++++ Input material

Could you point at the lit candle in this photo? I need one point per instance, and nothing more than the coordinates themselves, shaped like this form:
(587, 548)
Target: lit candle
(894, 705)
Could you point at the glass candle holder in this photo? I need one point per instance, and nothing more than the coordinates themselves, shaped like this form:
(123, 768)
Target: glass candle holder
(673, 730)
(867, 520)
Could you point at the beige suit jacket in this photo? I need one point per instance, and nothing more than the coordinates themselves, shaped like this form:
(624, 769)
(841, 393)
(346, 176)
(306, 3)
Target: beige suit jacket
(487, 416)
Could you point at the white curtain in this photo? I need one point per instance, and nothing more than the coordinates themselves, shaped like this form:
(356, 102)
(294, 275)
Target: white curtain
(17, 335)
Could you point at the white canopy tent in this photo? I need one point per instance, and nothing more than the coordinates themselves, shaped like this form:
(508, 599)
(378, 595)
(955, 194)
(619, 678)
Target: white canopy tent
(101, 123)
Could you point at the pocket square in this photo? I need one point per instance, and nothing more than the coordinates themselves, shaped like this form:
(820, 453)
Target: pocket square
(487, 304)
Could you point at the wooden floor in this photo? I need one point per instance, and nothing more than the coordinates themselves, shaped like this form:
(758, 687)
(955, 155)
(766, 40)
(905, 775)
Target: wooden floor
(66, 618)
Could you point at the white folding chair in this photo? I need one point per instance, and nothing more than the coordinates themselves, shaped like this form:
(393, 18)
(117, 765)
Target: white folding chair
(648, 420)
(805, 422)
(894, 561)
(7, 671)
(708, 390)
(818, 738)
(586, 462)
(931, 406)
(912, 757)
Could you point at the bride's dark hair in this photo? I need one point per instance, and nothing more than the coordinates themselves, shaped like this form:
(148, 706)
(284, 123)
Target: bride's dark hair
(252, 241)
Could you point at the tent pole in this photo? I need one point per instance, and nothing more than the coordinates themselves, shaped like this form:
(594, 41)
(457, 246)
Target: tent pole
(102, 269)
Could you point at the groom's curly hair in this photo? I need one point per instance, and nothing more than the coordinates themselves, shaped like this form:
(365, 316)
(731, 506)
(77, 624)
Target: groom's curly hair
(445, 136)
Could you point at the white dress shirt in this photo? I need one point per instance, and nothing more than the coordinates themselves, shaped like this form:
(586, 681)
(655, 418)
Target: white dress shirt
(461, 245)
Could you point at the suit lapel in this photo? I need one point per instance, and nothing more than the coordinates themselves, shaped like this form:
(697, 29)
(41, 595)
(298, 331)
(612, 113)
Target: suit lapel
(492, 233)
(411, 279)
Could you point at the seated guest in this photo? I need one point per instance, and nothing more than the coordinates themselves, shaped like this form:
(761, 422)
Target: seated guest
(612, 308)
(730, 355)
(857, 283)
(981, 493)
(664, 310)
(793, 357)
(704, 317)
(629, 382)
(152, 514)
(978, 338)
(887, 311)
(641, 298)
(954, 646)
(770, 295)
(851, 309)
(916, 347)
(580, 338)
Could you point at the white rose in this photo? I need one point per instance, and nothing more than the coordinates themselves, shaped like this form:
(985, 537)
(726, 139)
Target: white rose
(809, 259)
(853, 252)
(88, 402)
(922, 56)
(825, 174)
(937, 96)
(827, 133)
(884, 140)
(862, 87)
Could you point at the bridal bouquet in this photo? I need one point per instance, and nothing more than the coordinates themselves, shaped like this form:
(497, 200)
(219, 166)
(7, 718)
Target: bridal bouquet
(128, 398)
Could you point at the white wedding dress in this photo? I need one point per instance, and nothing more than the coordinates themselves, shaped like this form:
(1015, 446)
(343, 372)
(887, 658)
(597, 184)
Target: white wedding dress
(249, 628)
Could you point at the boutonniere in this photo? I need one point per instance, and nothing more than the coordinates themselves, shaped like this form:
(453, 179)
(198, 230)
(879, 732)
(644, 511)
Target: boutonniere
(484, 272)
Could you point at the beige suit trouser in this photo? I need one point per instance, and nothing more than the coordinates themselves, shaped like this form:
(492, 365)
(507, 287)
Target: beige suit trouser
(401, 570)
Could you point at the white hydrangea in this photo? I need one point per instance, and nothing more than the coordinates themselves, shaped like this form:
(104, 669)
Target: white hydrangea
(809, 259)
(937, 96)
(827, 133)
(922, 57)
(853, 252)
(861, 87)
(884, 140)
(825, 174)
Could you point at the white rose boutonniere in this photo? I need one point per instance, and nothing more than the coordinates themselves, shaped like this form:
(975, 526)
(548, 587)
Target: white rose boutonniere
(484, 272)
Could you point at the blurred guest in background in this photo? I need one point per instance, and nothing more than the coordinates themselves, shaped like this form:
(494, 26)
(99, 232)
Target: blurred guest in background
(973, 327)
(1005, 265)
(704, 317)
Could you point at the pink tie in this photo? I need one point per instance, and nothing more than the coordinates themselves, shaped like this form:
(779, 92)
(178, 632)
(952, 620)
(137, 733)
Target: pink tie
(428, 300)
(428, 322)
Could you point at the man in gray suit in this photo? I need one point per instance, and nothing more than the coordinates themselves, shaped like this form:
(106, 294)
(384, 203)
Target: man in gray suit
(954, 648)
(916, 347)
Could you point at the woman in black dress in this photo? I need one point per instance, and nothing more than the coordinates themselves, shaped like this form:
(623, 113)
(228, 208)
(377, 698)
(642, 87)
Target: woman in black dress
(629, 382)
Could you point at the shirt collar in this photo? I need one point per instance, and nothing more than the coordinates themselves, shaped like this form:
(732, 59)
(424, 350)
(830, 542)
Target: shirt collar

++++++++

[Work request] Each record is to be restated word for word.

[Output]
Could you point at the lit candle in this photo? I need one point per instance, and nothing more than the coordinates themselves, shaped like this form:
(587, 548)
Target: lit candle
(894, 705)
Could you point at the glass candle holder in this photo? I need one point per instance, and nothing more than the coordinates themselves, shaped like this form:
(123, 768)
Target: glass candle holder
(673, 730)
(867, 520)
Could you point at the beige suit jacket in this photo? I need one point per instance, and nothing more than the coordinates themselves, shaped like this form:
(624, 769)
(841, 393)
(346, 176)
(306, 3)
Target: beige suit jacket
(487, 416)
Could you point at the white curtain in this photo? I need one point per instance, and nothing more than the coordinates themselves, shaped like this form:
(356, 102)
(294, 275)
Target: white curtain
(17, 335)
Could you point at the white canopy tent in this photo? I need one point per instance, and nothing more than the coordinates themselves, shaped like this form:
(508, 599)
(378, 595)
(955, 194)
(619, 678)
Target: white canopy tent
(101, 123)
Could you point at the pocket square in this photo? I need one point per instance, and nothing more than the coordinates themselves, shaped like this form:
(820, 453)
Target: pocket square
(487, 304)
Could you point at the wooden floor in this photo? I need one point per instance, and nothing more than the coordinates themselves, shaped like this form:
(758, 687)
(955, 155)
(766, 40)
(905, 775)
Target: wooden floor
(66, 618)
Could you point at the white folding chair in this photo? I need one point per instance, and nothing more than the coordinates themselves, shaped like this form:
(393, 18)
(117, 765)
Target: white folding chair
(648, 420)
(805, 422)
(894, 561)
(7, 671)
(708, 390)
(818, 738)
(586, 462)
(931, 406)
(912, 757)
Could you point at the bride's dark hair in this photo? I need one point per instance, and nothing more than the coordinates themselves, shaped like this form:
(148, 706)
(284, 123)
Target: bride's dark hair
(252, 241)
Could you point at the tent pole in this photo? I need one point per instance, and nothing more than the coordinates themselves, shaped like this form:
(594, 41)
(457, 246)
Target: tent pole
(102, 269)
Could you point at the groom's curly hair in this photo? I need one point per instance, and nothing more than the coordinates themselves, shaped like this form:
(365, 316)
(731, 506)
(77, 624)
Target: groom's curly hair
(445, 136)
Could you point at the white dress shirt in this photo? I need one point per instance, and nothing more than the coordinates themselves, shaped like this form:
(586, 681)
(655, 418)
Target: white dress shirt
(461, 245)
Could you point at the suit lapel in this photo? I need one point per instance, and nothing more than the coordinates themselves, shaped like this form:
(697, 29)
(41, 595)
(298, 331)
(612, 113)
Target: suit lapel
(492, 233)
(411, 279)
Could you point at the seated guest in this photo? I need one point per instance, and nothing more than the coordinates themselves, shaped like this form:
(761, 422)
Target: seated guest
(612, 308)
(730, 355)
(857, 283)
(981, 493)
(664, 310)
(793, 357)
(704, 317)
(629, 382)
(152, 514)
(978, 338)
(887, 311)
(641, 298)
(954, 646)
(770, 295)
(851, 309)
(916, 347)
(580, 338)
Could you point at the white rose in this photo? I need one point per instance, and nothing more than the coordinates themselves, shaped like this form:
(985, 537)
(726, 139)
Target: white rose
(809, 259)
(853, 252)
(88, 402)
(922, 56)
(825, 174)
(937, 96)
(827, 133)
(884, 140)
(862, 87)
Could you point at the bridal bouquet in this photo? I need one point per instance, and nothing more than the coordinates themselves, shaped like this form:
(497, 200)
(219, 166)
(7, 718)
Target: bridal bouquet
(128, 398)
Could you point at the white wedding dress in this photo? I need one point per instance, and nothing more than the coordinates themselves, shaped like this form:
(1015, 446)
(343, 372)
(887, 658)
(597, 184)
Target: white wedding dress
(249, 628)
Could you point at the boutonniere in this photo? I need one point per instance, and nothing more than the coordinates themselves, shaped like this form:
(453, 179)
(198, 230)
(879, 732)
(644, 511)
Target: boutonniere
(484, 272)
Could you point at the beige suit trouser in this photo? I need one point per instance, and nothing more than the coordinates themselves, shaped like this form:
(492, 365)
(507, 287)
Target: beige suit trouser
(401, 570)
Could you point at the white hydrangea in this photo? I need one point per instance, and nothing more than the coordinates themselves, shaped like this form:
(104, 669)
Target: white hydrangea
(809, 259)
(937, 96)
(827, 133)
(922, 57)
(853, 252)
(861, 87)
(884, 140)
(825, 174)
Could you point at the white rose boutonniere in this photo? I need one point per instance, and nothing more than the coordinates themselves, shaped like this form:
(975, 526)
(548, 587)
Target: white rose boutonniere
(484, 272)
Could you point at the blurred guest in background in this photo? I need one point per instance, and nothing more than the coordinates themselves, shaped like this form:
(494, 26)
(99, 232)
Target: blurred guest in background
(973, 327)
(1005, 265)
(704, 317)
Could you point at the pink tie in this photo? I need one point per instance, and nothing more than the coordinates themselves, shaped like this form:
(779, 92)
(178, 632)
(952, 620)
(137, 733)
Target: pink tie
(428, 300)
(428, 322)
Could you point at the man in gray suit in this photo? I need one point per instance, and nothing more than the coordinates themselves, shaped like this form:
(106, 294)
(384, 203)
Target: man in gray suit
(954, 648)
(916, 347)
Could you point at the woman in black dress in this photo? I need one point per instance, and nothing more than the coordinates themselves, shaped like this form:
(623, 113)
(228, 208)
(377, 698)
(642, 87)
Target: woman in black dress
(629, 382)
Could you point at the shirt collar in this photo? I need one point per instance, and nothing more than the coordinates themselves, shaped like this form:
(732, 59)
(424, 350)
(830, 542)
Target: shirt collar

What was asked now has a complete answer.